The problem:
Rewrite the records below, from the start through the line containing "left=7, top=239, right=507, bottom=400", as a two-column CSV with the headers input and output. Give one row per record, with the text in input and its answer in output, each field quoted and line breaks replaced by spaces, and leave the pictures out.

begin

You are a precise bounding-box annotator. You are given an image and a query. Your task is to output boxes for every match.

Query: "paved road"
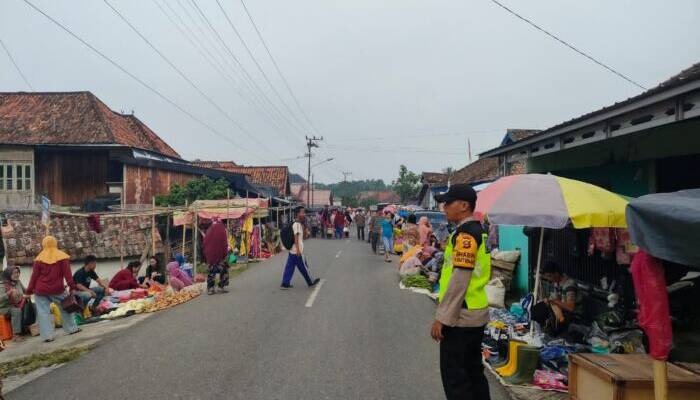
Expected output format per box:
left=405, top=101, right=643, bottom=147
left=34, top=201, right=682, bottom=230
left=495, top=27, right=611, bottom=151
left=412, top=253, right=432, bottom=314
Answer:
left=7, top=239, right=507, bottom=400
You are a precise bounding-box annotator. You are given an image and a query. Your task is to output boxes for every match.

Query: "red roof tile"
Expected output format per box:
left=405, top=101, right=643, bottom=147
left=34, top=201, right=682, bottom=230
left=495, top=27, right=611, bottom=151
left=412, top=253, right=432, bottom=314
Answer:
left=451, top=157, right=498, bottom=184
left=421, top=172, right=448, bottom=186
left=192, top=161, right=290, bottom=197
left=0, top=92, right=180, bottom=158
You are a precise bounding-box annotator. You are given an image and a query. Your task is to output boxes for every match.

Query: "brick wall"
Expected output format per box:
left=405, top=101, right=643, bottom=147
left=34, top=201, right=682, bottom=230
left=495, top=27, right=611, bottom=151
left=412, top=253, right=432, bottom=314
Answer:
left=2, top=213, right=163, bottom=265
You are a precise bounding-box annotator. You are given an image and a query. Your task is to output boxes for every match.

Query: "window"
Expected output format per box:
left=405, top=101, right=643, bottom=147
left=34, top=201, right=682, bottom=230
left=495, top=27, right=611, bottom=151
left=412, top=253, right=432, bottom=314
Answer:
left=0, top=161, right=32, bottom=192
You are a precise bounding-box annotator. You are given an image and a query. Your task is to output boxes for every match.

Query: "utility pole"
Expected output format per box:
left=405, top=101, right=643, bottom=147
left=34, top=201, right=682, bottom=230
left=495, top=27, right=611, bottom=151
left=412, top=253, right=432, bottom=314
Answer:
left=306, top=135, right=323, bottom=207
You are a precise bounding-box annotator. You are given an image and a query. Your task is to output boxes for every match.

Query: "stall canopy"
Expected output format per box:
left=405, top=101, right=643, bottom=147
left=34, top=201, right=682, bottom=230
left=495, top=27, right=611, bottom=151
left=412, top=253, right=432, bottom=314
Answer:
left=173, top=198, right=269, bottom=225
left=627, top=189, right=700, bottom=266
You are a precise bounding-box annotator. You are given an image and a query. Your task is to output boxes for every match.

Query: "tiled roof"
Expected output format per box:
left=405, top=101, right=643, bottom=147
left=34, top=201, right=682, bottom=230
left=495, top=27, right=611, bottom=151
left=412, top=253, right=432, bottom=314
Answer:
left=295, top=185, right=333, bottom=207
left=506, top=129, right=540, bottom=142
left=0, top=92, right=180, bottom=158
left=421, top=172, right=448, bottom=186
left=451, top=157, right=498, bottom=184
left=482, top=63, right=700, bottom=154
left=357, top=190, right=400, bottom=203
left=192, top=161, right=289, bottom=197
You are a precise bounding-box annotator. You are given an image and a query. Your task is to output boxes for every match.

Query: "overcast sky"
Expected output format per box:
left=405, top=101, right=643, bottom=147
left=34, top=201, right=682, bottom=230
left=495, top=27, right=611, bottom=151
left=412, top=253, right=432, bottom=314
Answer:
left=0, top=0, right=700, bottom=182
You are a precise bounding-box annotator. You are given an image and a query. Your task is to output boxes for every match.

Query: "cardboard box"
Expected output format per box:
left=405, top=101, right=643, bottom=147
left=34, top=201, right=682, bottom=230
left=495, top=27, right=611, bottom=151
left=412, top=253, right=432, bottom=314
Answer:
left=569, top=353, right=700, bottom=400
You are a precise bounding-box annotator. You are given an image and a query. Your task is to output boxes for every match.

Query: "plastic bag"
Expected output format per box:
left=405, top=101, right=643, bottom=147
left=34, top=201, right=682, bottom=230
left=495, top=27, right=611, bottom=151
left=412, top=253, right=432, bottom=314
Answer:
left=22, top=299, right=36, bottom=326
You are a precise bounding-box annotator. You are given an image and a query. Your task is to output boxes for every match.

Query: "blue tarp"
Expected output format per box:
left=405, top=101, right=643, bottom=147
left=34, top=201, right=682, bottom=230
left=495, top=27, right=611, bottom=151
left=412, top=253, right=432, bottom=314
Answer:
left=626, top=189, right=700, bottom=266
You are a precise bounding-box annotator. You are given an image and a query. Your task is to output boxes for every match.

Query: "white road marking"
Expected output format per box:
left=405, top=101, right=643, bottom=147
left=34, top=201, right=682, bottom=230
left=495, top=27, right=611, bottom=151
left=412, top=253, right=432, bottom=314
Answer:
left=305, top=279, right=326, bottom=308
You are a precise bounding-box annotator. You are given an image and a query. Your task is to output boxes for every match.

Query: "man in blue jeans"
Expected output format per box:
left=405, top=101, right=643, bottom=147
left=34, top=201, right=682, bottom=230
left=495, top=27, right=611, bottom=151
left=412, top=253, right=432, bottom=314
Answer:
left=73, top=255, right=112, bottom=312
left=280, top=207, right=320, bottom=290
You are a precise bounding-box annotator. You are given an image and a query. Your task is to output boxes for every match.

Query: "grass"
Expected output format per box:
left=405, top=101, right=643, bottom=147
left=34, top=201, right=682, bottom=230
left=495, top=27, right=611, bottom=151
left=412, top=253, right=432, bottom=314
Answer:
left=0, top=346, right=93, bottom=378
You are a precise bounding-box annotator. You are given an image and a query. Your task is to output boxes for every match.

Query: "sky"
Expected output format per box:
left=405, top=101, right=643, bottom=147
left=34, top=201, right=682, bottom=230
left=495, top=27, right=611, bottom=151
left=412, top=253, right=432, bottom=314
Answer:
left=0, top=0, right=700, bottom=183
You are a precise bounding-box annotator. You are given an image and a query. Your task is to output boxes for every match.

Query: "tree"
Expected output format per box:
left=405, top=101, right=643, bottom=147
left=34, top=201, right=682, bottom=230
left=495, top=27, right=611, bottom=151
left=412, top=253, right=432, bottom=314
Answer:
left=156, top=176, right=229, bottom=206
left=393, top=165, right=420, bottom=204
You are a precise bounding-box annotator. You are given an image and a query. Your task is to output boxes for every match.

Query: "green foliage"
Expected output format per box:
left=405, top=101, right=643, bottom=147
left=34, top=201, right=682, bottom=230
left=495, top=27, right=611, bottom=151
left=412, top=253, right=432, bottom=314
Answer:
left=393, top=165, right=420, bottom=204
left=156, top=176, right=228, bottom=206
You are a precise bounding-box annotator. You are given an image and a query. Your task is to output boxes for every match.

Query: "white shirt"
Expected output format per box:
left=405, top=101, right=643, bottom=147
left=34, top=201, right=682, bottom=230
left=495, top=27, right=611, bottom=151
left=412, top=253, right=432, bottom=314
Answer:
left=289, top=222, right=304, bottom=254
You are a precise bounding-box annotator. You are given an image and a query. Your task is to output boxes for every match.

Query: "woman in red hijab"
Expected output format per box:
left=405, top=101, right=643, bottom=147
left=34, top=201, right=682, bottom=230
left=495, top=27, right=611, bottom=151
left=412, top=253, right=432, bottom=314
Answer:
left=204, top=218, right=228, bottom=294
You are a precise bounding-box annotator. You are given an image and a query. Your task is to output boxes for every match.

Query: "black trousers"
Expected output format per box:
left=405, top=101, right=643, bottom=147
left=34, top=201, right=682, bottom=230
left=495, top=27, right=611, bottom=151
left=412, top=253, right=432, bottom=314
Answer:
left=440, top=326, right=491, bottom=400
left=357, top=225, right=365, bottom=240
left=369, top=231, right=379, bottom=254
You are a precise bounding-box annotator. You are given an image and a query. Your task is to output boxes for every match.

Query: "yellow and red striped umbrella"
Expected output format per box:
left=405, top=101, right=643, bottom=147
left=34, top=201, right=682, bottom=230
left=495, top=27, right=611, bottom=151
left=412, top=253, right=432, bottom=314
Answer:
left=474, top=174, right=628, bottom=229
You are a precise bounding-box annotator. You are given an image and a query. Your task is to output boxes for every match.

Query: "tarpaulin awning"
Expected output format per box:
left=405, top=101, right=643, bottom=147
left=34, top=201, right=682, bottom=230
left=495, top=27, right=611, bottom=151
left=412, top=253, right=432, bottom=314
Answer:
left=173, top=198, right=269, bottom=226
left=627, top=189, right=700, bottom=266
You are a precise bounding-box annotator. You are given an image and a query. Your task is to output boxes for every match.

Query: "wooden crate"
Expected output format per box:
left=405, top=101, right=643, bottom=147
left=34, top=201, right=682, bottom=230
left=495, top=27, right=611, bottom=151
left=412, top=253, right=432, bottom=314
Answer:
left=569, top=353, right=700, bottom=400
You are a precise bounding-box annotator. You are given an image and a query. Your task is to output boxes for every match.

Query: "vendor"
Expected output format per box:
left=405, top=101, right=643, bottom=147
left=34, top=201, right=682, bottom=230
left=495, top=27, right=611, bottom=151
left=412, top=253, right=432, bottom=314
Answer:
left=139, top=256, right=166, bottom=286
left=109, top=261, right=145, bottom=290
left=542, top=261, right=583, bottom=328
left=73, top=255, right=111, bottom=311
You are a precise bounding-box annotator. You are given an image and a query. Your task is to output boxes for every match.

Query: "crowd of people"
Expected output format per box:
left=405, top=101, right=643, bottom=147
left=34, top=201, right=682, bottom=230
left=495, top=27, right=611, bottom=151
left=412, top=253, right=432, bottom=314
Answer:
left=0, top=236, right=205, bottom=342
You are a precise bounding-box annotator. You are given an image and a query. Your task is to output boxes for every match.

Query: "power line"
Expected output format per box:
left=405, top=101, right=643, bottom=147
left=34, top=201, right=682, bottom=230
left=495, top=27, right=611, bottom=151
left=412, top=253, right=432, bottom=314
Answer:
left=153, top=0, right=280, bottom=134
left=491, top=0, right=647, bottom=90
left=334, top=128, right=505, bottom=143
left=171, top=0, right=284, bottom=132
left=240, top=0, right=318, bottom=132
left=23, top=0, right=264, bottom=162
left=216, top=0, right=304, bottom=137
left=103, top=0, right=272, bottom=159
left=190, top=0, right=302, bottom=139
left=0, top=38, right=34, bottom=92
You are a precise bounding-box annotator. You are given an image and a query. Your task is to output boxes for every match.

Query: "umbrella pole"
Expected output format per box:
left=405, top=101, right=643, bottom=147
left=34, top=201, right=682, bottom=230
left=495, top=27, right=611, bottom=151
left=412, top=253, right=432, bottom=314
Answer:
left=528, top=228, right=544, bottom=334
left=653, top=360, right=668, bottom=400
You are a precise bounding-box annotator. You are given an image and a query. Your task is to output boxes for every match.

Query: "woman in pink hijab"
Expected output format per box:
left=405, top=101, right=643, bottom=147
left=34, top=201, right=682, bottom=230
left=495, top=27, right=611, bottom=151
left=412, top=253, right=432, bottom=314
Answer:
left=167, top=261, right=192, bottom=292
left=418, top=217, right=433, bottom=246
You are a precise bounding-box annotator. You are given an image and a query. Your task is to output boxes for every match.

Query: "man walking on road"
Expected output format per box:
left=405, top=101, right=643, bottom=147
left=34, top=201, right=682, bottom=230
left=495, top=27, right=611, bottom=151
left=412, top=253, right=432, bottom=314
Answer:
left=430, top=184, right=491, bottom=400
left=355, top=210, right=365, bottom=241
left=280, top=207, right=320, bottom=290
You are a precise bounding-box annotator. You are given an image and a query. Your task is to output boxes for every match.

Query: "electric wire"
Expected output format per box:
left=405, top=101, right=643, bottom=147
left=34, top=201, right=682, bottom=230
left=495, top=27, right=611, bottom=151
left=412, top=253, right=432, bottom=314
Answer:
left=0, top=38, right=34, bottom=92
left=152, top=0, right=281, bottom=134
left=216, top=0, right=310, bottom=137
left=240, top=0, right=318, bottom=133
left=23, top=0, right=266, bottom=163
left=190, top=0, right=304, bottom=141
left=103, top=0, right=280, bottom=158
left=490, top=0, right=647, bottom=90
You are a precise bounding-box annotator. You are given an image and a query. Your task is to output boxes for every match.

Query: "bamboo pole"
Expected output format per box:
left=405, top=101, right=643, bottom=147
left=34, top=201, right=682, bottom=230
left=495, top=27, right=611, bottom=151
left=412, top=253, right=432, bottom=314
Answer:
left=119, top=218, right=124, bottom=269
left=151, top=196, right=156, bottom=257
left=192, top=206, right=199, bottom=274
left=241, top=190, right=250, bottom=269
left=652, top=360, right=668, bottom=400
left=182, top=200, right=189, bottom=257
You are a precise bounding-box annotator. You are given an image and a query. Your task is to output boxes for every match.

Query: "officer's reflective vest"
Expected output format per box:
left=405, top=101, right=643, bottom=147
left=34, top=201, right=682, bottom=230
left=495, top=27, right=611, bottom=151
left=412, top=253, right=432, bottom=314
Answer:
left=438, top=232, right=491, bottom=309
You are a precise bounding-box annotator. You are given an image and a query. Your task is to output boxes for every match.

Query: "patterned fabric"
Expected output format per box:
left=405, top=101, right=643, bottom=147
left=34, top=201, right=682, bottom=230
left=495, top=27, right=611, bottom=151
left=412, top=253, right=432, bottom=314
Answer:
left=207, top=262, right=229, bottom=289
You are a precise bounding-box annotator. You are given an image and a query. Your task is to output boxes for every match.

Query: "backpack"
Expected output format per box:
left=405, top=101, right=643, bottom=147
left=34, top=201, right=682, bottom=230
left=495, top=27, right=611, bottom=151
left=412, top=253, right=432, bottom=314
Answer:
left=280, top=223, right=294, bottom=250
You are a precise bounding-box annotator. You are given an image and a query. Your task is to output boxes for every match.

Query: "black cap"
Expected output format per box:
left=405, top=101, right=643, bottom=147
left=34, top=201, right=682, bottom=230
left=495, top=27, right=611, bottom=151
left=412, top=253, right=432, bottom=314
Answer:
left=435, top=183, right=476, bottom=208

end

Correct answer:
input,output
"You are a precise bounding-box annotator. You are given an image and a query. Your task is to output boxes for every match. Query: ""paved road"" Expected output format per box: left=405, top=101, right=643, bottom=147 left=34, top=201, right=682, bottom=230 left=495, top=27, right=611, bottom=151 left=412, top=253, right=432, bottom=314 Answer:","left=7, top=239, right=507, bottom=400"